LISTED RECORDS:

● ● ● ● ●

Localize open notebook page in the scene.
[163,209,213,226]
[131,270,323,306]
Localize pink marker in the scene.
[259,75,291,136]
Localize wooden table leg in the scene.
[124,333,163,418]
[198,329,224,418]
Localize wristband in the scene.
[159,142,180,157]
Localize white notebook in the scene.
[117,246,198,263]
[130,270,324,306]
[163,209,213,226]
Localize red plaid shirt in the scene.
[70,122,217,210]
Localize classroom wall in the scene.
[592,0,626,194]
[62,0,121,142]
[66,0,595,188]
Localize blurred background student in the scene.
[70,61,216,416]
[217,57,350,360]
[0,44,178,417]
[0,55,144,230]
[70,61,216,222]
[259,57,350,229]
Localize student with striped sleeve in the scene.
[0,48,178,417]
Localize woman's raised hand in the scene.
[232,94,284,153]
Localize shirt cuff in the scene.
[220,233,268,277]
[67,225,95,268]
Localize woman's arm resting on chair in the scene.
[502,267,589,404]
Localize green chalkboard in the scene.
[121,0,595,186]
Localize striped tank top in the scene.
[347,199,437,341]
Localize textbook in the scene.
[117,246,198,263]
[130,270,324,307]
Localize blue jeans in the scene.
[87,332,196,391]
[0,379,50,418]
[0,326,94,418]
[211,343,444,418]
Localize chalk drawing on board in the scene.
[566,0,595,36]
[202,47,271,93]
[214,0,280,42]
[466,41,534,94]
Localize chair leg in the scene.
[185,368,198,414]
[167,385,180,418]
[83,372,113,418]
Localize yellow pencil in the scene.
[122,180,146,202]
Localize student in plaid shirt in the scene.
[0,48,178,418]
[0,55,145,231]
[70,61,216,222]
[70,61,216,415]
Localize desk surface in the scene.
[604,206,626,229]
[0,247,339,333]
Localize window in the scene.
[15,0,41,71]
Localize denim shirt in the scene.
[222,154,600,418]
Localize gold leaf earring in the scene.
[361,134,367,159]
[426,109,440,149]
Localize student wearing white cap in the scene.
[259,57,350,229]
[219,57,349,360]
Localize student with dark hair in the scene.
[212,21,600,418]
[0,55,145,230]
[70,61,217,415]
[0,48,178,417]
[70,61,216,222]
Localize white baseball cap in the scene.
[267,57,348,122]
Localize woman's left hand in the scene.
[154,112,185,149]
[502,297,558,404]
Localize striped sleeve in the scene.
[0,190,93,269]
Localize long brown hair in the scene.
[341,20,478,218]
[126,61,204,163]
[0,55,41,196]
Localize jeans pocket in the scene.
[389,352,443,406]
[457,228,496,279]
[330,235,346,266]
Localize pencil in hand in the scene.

● ● ● ● ●

Copy out the entire listing above line for line, changing nothing.

Localize open notebook page in the scene.
[163,209,213,226]
[131,270,323,306]
Localize pink marker in the scene.
[259,75,291,136]
Localize wooden table leg in the scene.
[124,333,163,418]
[198,329,224,418]
Localize wristband in the scene.
[159,142,180,157]
Localize white notebook in the scene.
[117,246,198,263]
[130,270,324,306]
[163,209,213,226]
Localize red plaid shirt in the scene.
[70,122,217,210]
Localize classroom wall in the scene.
[592,0,626,194]
[62,0,121,142]
[66,0,595,188]
Localize blurred background student in the scene.
[70,61,216,416]
[217,57,350,360]
[0,44,178,417]
[0,55,144,230]
[70,61,216,222]
[259,57,350,229]
Localize student with striped sleeve in the scene.
[0,48,178,417]
Localize woman's raised hand in the scene.
[232,94,284,153]
Localize shirt cuff in the scene.
[220,233,268,277]
[67,225,95,268]
Localize woman's arm resting on chair in the scene.
[502,267,589,404]
Localize green chalkboard in the scene.
[121,0,595,186]
Localize striped tank top in the scene.
[347,199,437,341]
Localize textbook in the scene.
[117,246,198,263]
[130,270,324,307]
Localize blue jeans in the scene.
[87,332,196,391]
[0,379,50,418]
[0,326,94,418]
[211,343,444,418]
Localize chalk drawing on board in the scene.
[566,0,595,36]
[202,47,271,93]
[214,0,280,42]
[466,41,534,94]
Localize chair leg in the scene.
[185,368,198,414]
[167,385,180,418]
[83,372,113,418]
Localize yellow pencil in the scene.
[122,180,146,202]
Localize student in plaid shirt in the scene.
[0,48,178,418]
[0,55,145,231]
[70,61,216,222]
[70,61,216,415]
Localize desk surface in the scene.
[604,206,626,229]
[0,247,339,333]
Localize window in the scene.
[15,0,41,71]
Localize denim shirt in the scene.
[222,154,600,418]
Localize gold leaf earring in the scene.
[361,134,367,159]
[426,109,440,149]
Localize student wearing white cap in the scene.
[259,57,350,229]
[219,57,349,360]
Localize student with dark hair in the scene.
[212,21,600,418]
[0,55,145,230]
[70,61,217,415]
[0,48,178,417]
[70,61,216,222]
Localize white baseball cap in the scene.
[267,57,348,122]
Localize woman's left hand in the scene.
[154,112,185,149]
[502,297,558,404]
Localize striped sleeve in the scene.
[0,190,93,269]
Localize long brown hair in the scene.
[341,20,478,218]
[126,61,204,163]
[0,55,41,196]
Localize jeans pocket in the scene.
[389,352,443,406]
[457,228,496,279]
[330,235,346,266]
Localize pencil in hand in the scene.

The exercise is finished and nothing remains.